Radfahren auf Fußgängerüberwegen, Gehwegen und im Kreisverkehr
Das Bild zum Beitrag Auch Radler mehr zur Kasse bitten? - Aktuelle Diskussion zu Bußgeldkatalog-Plänen zeigt einen Fußgängerüberweg nahe des Kreisverkehrs Kramerplatz am Naumburger Lindenring (Karte).
Wie auf dem Foto gut erkennbar ist die Fußgängerpromenade zwischen den beiden Richtungsfahrbahnen mit Zeichen 239 und Zusatzzeichen 1022-10 für das Befahren mit Fahrrädern freigegeben. Sie dürfen dort nur mit Schrittgeschwindigkeit fahren und haben auf Fußgänger Rücksicht zu nehmen
(Quelle).
Auch auf der sich rechts vom Bild anschließenden Salzstraße ist die Fußgängerzone für Radfahrer freigegeben.
Erstmal sollte sich jeder ortskundige Leser fragen, wie er auf der Route von der Salzstraße zum Lindenring die Situation meistern würde. Absteigen? Anhalten? Ich bin neugierig.
Und ich bin ehrlich: Ich würde mich genauso wie im Bild verhalten und das möchte ich im Folgenden begründen.
StVO § 26 zu Fußgängerüberwegen schreibt vor:
(1) An Fußgängerüberwegen haben Fahrzeuge mit Ausnahme von Schienenfahrzeugen den Fußgängern sowie Fahrern von Krankenfahrstühlen oder Rollstühlen, welche den Überweg erkennbar benutzen wollen, das Überqueren der Fahrbahn zu ermöglichen. Dann dürfen sie nur mit mäßiger Geschwindigkeit heranfahren; wenn nötig, müssen sie warten.
__________
Übungsaufgabe 1
Beantworten Sie anhand des Textauszugs über das Radfahren auf Fußgängerüberwegen die folgenden Fragen:
(a) Mit welchen Zeichen ist die Fußgängerpromenade zwischen den beiden Richtungsfahrbahnen für Fahrräder freigegeben?
(b) Auf welcher Straße rechts vom Bild ist die Fußgängerzone ebenfalls für Radfahrer freigegeben?
(c) Welche Fahrzeuge nimmt StVO § 26 Absatz 1 von der Pflicht aus, Fußgängern das Überqueren der Fahrbahn zu ermöglichen?
Die nachstehende Auflistung steht in keinem Zusammenhang mit dem Textauszug.
__________
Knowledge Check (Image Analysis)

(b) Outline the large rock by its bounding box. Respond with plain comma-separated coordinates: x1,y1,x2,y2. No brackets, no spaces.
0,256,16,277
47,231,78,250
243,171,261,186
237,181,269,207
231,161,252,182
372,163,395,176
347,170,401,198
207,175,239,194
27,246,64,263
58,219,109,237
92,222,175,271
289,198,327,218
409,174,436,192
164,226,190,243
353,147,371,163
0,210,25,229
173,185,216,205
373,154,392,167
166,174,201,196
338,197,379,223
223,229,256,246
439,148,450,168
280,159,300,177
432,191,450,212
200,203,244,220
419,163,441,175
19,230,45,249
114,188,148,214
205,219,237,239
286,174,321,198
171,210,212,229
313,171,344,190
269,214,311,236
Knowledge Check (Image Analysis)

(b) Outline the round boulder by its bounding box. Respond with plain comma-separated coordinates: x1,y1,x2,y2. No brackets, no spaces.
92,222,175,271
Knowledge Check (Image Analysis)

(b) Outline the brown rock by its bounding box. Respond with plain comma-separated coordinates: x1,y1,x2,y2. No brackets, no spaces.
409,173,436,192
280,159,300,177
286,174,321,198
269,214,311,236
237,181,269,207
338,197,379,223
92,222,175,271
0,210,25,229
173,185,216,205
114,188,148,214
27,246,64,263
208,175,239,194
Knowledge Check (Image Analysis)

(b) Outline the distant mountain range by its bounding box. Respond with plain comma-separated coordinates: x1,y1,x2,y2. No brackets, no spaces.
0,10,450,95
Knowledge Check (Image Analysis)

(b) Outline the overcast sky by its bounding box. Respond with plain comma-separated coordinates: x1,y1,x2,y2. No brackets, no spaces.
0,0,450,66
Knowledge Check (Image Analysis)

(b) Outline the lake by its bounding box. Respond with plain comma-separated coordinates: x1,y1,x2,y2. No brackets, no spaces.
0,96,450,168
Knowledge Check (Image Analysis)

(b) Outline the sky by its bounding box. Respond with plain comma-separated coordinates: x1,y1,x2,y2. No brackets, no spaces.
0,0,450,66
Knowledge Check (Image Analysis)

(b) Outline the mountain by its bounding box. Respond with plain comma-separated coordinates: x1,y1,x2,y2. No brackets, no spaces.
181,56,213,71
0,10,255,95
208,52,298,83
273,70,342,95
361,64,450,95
__________
Übungsaufgabe 2
Zählen Sie, in wie vielen Zeilen der Auflistung die Zeichenfolge "mountain" vorkommt, wobei Groß- und Kleinschreibung zu beachten ist. Geben Sie nur die Zahl an.

Richtige Antwort 1
(a) Mit Zeichen 239 und Zusatzzeichen 1022-10.
(b) Auf der Salzstraße.
(c) Schienenfahrzeuge.

Richtige Antwort 2
2